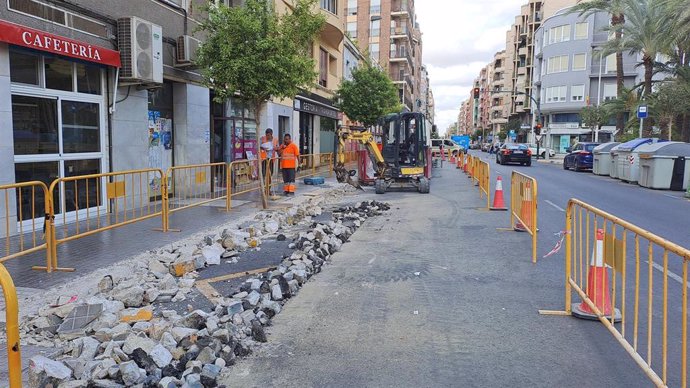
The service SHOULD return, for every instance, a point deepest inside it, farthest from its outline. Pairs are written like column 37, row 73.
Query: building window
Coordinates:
column 352, row 7
column 610, row 92
column 352, row 29
column 374, row 51
column 375, row 7
column 579, row 62
column 577, row 93
column 330, row 6
column 323, row 67
column 581, row 30
column 559, row 34
column 556, row 94
column 375, row 28
column 611, row 63
column 558, row 64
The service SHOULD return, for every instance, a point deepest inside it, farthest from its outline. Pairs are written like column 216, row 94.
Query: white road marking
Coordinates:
column 554, row 205
column 671, row 274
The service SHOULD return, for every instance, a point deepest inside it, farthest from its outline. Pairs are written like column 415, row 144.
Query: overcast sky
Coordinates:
column 460, row 37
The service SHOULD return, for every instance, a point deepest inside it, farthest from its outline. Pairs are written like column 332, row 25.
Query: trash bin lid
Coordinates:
column 635, row 143
column 605, row 147
column 664, row 149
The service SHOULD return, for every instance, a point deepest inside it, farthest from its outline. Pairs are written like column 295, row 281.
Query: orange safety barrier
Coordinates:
column 523, row 207
column 24, row 210
column 635, row 283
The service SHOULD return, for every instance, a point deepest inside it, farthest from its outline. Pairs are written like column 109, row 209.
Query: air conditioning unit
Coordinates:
column 186, row 50
column 141, row 50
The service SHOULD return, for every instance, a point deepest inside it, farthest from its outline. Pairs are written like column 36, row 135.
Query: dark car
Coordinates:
column 579, row 157
column 514, row 153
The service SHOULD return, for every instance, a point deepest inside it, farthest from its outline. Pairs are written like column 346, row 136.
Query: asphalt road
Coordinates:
column 664, row 213
column 433, row 295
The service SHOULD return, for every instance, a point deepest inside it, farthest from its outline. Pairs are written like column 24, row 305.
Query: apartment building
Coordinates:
column 520, row 54
column 389, row 32
column 87, row 87
column 570, row 74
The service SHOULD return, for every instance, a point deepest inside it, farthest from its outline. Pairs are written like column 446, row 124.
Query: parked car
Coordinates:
column 542, row 151
column 449, row 147
column 579, row 157
column 514, row 153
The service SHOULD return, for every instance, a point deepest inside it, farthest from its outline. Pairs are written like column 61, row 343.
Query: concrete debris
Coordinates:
column 135, row 339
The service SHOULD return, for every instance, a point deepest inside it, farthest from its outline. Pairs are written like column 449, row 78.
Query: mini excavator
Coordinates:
column 404, row 157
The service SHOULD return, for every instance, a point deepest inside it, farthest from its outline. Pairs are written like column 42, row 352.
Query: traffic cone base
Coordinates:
column 499, row 203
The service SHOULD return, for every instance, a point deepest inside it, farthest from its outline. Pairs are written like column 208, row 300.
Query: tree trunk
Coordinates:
column 648, row 63
column 257, row 119
column 620, row 116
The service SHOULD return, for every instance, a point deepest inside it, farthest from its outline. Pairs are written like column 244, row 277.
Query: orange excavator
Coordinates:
column 403, row 160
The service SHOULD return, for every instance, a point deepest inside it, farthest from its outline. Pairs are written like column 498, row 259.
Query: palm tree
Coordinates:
column 646, row 32
column 615, row 8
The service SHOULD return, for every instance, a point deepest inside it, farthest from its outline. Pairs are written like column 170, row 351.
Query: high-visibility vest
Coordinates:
column 289, row 156
column 263, row 152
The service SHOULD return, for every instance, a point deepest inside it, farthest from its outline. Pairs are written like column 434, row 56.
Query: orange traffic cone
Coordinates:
column 525, row 210
column 499, row 203
column 597, row 286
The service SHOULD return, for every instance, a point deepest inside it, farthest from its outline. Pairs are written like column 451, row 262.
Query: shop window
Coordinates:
column 88, row 79
column 34, row 122
column 24, row 68
column 80, row 127
column 58, row 74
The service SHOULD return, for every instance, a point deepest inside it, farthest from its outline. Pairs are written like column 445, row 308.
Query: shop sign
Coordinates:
column 43, row 41
column 319, row 110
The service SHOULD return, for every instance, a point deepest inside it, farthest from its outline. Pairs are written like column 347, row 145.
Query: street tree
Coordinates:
column 617, row 10
column 368, row 96
column 646, row 32
column 257, row 52
column 595, row 117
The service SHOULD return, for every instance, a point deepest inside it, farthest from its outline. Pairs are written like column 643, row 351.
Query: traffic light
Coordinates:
column 537, row 129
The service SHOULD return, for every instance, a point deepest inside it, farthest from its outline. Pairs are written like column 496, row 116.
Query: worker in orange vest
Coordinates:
column 268, row 149
column 289, row 160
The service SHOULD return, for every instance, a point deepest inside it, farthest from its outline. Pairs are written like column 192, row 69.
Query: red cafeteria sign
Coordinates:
column 39, row 40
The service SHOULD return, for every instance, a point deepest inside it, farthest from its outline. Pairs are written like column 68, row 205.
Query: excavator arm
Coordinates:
column 365, row 138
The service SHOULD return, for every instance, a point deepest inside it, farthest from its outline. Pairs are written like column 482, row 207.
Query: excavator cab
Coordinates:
column 404, row 152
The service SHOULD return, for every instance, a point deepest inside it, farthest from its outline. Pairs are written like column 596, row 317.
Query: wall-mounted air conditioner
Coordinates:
column 186, row 50
column 141, row 50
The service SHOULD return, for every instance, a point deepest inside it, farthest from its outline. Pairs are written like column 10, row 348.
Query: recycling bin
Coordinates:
column 665, row 165
column 628, row 162
column 602, row 158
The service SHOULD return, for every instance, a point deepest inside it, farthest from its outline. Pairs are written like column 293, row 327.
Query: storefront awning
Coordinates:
column 43, row 41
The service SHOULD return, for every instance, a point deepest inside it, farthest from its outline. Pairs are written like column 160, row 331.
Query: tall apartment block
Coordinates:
column 388, row 30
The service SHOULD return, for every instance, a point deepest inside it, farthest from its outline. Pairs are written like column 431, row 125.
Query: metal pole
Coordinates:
column 641, row 125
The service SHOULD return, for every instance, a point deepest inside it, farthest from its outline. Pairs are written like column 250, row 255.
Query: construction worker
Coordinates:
column 269, row 147
column 289, row 160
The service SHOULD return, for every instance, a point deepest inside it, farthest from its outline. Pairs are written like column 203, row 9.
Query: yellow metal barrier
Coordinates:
column 655, row 332
column 195, row 185
column 25, row 208
column 523, row 206
column 483, row 177
column 93, row 203
column 14, row 359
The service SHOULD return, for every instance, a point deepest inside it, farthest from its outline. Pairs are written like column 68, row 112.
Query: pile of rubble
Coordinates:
column 124, row 336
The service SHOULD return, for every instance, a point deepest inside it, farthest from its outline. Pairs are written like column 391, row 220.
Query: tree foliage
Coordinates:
column 368, row 96
column 257, row 52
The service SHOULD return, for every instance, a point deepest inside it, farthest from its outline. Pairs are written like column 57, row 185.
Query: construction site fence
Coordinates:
column 645, row 296
column 523, row 206
column 88, row 204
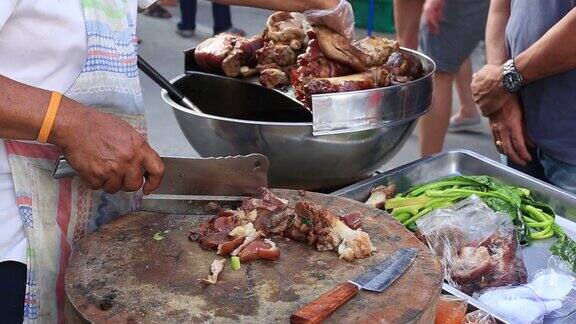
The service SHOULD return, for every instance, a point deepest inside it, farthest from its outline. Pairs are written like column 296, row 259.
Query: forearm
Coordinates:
column 553, row 53
column 282, row 5
column 496, row 49
column 22, row 110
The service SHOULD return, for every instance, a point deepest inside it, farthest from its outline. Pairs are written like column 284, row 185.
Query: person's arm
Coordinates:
column 106, row 152
column 553, row 53
column 496, row 49
column 282, row 5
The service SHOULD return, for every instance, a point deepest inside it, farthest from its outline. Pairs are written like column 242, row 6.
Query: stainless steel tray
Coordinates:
column 463, row 162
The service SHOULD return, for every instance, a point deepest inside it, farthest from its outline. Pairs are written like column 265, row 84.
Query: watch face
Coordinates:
column 512, row 81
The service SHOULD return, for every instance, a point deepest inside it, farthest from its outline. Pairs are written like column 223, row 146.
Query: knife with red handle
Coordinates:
column 375, row 279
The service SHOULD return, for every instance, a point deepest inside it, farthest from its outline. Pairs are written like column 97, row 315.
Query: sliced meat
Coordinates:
column 294, row 233
column 259, row 249
column 272, row 78
column 210, row 241
column 224, row 224
column 472, row 263
column 374, row 78
column 375, row 50
column 268, row 202
column 273, row 223
column 352, row 220
column 337, row 47
column 405, row 67
column 227, row 247
column 210, row 53
column 286, row 28
column 215, row 268
column 324, row 229
column 228, row 54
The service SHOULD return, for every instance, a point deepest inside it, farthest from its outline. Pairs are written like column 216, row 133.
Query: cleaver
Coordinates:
column 191, row 184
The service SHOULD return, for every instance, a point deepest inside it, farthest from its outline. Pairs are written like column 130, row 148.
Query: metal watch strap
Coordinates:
column 511, row 78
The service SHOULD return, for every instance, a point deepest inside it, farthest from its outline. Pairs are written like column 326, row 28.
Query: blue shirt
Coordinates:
column 549, row 103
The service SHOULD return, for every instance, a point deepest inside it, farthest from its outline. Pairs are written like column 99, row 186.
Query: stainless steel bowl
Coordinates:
column 231, row 125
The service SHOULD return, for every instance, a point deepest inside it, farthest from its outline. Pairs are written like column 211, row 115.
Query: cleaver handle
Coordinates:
column 320, row 308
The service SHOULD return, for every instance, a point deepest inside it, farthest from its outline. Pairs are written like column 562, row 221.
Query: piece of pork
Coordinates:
column 286, row 28
column 262, row 248
column 327, row 232
column 375, row 50
column 405, row 67
column 352, row 220
column 215, row 268
column 272, row 78
column 472, row 263
column 268, row 203
column 361, row 54
column 228, row 54
column 373, row 78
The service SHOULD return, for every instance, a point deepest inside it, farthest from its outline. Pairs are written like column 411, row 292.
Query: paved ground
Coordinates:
column 163, row 49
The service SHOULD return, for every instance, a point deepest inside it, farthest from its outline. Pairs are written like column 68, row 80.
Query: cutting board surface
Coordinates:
column 120, row 273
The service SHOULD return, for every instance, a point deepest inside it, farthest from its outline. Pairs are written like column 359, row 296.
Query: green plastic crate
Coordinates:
column 383, row 14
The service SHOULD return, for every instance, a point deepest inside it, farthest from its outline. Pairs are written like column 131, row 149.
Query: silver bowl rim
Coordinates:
column 175, row 105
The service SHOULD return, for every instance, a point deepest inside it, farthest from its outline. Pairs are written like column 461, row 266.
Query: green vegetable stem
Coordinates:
column 533, row 220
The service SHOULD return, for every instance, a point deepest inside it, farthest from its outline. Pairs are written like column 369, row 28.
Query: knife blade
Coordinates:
column 190, row 184
column 375, row 279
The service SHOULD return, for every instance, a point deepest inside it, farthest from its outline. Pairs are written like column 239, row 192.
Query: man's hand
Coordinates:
column 487, row 89
column 509, row 133
column 105, row 151
column 433, row 14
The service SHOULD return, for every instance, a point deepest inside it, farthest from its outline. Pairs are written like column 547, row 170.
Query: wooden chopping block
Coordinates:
column 121, row 274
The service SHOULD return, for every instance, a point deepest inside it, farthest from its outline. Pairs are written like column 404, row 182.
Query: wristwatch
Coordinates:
column 511, row 78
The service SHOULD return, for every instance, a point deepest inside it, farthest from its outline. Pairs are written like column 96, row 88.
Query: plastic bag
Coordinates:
column 478, row 247
column 339, row 18
column 479, row 317
column 451, row 310
column 550, row 294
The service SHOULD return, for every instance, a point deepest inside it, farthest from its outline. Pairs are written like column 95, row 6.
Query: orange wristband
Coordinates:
column 49, row 117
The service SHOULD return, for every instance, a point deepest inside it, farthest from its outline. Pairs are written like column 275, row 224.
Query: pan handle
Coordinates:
column 165, row 84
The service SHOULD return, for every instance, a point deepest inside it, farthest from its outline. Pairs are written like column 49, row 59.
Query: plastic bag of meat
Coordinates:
column 479, row 317
column 549, row 294
column 478, row 248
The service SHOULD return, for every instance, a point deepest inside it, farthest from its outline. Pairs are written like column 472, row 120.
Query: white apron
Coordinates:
column 57, row 213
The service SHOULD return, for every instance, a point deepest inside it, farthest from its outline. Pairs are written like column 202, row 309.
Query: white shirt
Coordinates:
column 42, row 43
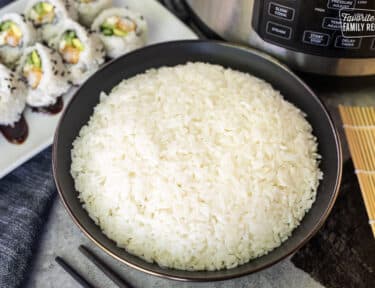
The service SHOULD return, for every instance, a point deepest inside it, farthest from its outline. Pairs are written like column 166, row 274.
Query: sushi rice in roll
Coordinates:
column 12, row 97
column 81, row 51
column 16, row 33
column 44, row 74
column 120, row 30
column 48, row 15
column 89, row 9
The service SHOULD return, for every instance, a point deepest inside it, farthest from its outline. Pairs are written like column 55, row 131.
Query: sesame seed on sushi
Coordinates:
column 48, row 15
column 89, row 9
column 121, row 30
column 41, row 69
column 81, row 51
column 12, row 97
column 16, row 33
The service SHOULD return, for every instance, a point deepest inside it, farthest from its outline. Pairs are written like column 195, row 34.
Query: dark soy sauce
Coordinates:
column 17, row 133
column 52, row 109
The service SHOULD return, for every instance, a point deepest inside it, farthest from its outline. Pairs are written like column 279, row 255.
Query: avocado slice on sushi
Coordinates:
column 70, row 47
column 42, row 13
column 10, row 34
column 117, row 26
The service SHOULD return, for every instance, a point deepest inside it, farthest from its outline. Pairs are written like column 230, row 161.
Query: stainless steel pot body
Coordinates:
column 239, row 20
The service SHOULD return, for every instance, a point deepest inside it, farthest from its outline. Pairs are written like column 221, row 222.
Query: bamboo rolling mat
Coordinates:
column 359, row 126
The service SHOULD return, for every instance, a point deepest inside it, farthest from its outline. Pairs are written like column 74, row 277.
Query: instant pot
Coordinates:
column 305, row 34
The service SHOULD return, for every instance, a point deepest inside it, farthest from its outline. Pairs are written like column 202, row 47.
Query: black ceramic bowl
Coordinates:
column 169, row 54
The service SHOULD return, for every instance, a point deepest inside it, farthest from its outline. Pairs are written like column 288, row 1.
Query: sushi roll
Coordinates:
column 48, row 15
column 120, row 30
column 89, row 9
column 16, row 33
column 81, row 51
column 12, row 97
column 44, row 73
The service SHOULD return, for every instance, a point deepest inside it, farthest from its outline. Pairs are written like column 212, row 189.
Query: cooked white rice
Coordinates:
column 196, row 167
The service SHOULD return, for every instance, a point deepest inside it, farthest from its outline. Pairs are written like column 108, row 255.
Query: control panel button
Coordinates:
column 340, row 4
column 278, row 30
column 347, row 43
column 281, row 11
column 315, row 38
column 331, row 23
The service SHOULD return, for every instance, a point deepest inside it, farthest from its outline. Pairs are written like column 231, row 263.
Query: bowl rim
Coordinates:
column 170, row 275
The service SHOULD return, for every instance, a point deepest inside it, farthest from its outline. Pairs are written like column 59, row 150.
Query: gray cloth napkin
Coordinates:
column 25, row 198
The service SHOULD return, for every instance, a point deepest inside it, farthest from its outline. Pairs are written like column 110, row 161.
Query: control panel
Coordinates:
column 311, row 26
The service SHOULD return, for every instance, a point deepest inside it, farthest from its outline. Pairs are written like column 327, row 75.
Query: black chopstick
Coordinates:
column 70, row 270
column 104, row 268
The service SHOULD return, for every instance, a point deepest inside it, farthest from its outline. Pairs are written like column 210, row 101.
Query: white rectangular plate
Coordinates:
column 163, row 26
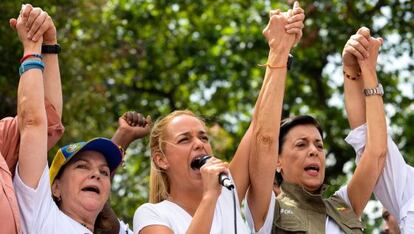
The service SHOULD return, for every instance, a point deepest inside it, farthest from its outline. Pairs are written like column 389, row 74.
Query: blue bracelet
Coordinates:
column 31, row 64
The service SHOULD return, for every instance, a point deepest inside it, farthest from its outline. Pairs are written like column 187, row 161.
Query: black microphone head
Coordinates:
column 199, row 162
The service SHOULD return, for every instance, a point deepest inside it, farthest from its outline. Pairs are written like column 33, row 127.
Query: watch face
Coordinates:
column 379, row 90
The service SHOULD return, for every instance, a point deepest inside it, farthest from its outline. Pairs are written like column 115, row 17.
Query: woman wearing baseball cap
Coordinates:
column 69, row 197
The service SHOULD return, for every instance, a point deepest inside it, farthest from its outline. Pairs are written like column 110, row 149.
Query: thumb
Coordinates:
column 149, row 120
column 364, row 31
column 13, row 23
column 296, row 5
column 380, row 40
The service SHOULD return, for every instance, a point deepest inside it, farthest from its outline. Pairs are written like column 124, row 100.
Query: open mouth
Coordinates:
column 91, row 189
column 199, row 161
column 314, row 168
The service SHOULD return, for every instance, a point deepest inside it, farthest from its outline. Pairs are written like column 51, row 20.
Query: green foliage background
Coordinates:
column 154, row 56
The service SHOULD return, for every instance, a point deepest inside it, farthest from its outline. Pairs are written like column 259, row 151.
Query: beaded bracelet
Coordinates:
column 31, row 64
column 30, row 55
column 271, row 66
column 348, row 76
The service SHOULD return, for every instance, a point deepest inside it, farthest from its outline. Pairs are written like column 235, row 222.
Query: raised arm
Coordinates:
column 31, row 114
column 131, row 126
column 268, row 111
column 40, row 25
column 240, row 162
column 365, row 49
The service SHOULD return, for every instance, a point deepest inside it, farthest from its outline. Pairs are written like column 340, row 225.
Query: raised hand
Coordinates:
column 132, row 125
column 361, row 50
column 135, row 123
column 296, row 16
column 373, row 47
column 284, row 30
column 210, row 173
column 356, row 48
column 19, row 25
column 39, row 24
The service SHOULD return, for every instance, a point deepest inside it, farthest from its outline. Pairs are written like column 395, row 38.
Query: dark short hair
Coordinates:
column 287, row 124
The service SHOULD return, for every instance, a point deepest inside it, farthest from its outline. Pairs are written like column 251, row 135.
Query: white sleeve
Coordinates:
column 407, row 226
column 394, row 188
column 35, row 204
column 147, row 215
column 267, row 226
column 124, row 228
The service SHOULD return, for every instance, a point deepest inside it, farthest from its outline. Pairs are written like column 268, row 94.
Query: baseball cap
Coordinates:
column 112, row 153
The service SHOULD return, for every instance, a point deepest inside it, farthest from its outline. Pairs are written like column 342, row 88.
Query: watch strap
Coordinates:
column 379, row 90
column 51, row 49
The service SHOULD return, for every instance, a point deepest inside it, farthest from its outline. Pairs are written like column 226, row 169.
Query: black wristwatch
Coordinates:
column 290, row 61
column 51, row 49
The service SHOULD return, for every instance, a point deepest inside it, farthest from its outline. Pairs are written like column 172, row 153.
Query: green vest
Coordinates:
column 298, row 211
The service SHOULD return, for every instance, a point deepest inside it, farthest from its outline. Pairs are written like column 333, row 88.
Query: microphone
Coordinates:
column 224, row 180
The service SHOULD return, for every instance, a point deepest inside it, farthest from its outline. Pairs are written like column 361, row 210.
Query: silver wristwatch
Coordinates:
column 379, row 90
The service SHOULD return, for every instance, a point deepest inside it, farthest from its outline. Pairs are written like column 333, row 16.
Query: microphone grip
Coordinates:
column 225, row 181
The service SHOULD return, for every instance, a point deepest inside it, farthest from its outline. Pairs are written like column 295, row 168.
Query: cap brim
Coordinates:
column 107, row 148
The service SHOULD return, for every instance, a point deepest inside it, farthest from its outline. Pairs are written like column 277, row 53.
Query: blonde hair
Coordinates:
column 159, row 183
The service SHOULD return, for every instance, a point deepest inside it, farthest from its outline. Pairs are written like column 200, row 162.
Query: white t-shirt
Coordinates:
column 395, row 187
column 171, row 215
column 39, row 212
column 330, row 225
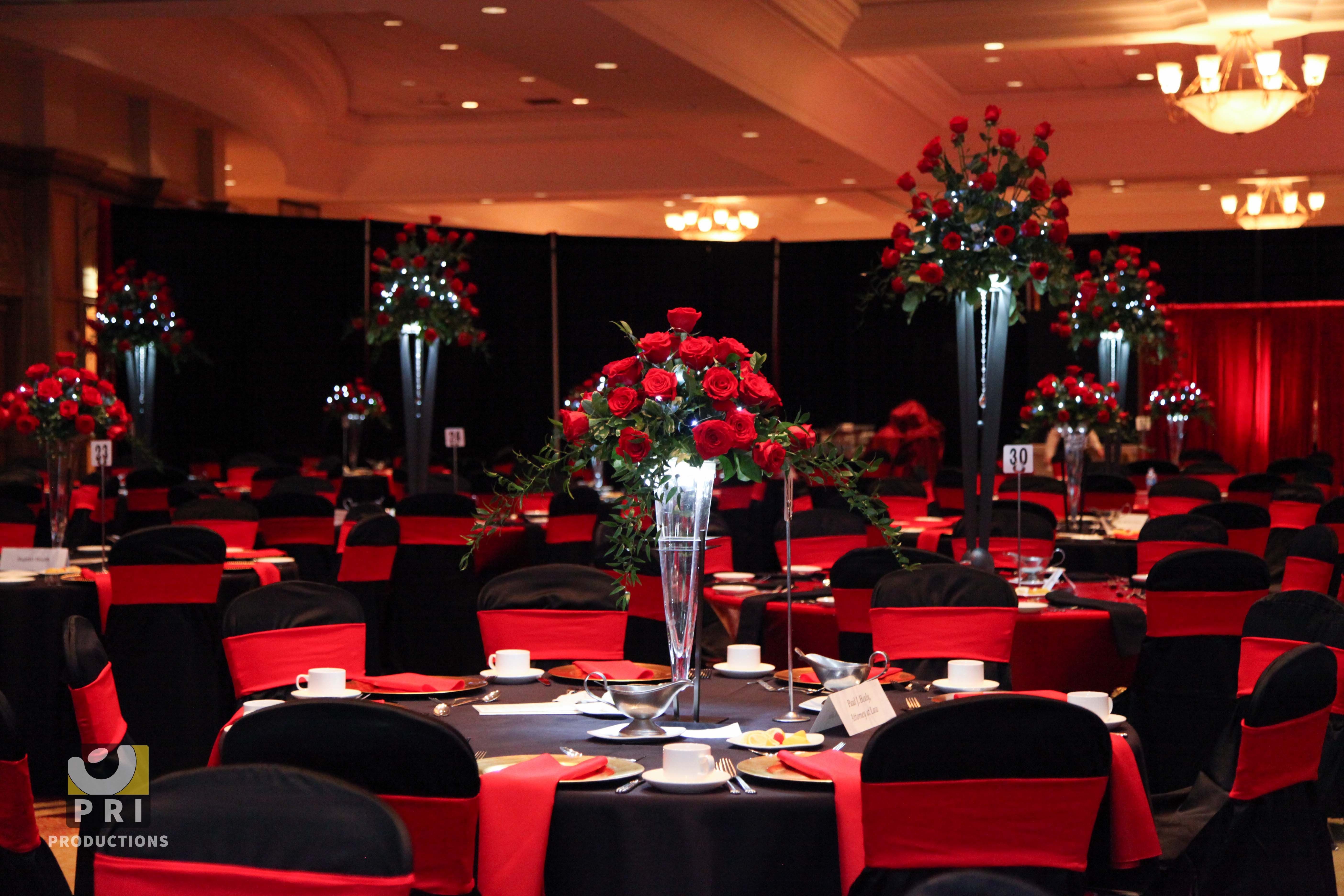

....................

- [Directive] Quote the entries from their beginning up to and including the line that contains "column 635, row 283", leaving the pictures out of your answer.

- [The solution]
The service SHOULD return, for every instance, a point deepest inside it, farthest from its outline. Pairs are written like column 37, row 73.
Query: building window
Coordinates:
column 352, row 7
column 610, row 92
column 352, row 29
column 374, row 51
column 375, row 7
column 579, row 62
column 577, row 93
column 330, row 6
column 323, row 67
column 581, row 30
column 559, row 34
column 556, row 94
column 375, row 28
column 611, row 63
column 558, row 64
The service SHOULD return, for every instance, a point deepest inside it, farthest from its outline. Pairs are written like column 216, row 94.
Query: white road marking
Coordinates:
column 554, row 205
column 671, row 274
The service SHOULD return, for every instance, a point deepest inside it, farthest from its outline. Pairs are written like column 415, row 144.
Query: overcast sky
Coordinates:
column 460, row 37
The service SHOULD return, for every instance, a point deepest inside it, farthest from its outline. Pairs are written like column 332, row 25.
Query: trash bin lid
Coordinates:
column 635, row 143
column 605, row 147
column 664, row 149
The service SHOULD return, for every instance, a point deepest inside it, farthest from its outline. Pairs are written like column 295, row 281.
Query: orange safety barrier
Coordinates:
column 523, row 207
column 24, row 210
column 635, row 283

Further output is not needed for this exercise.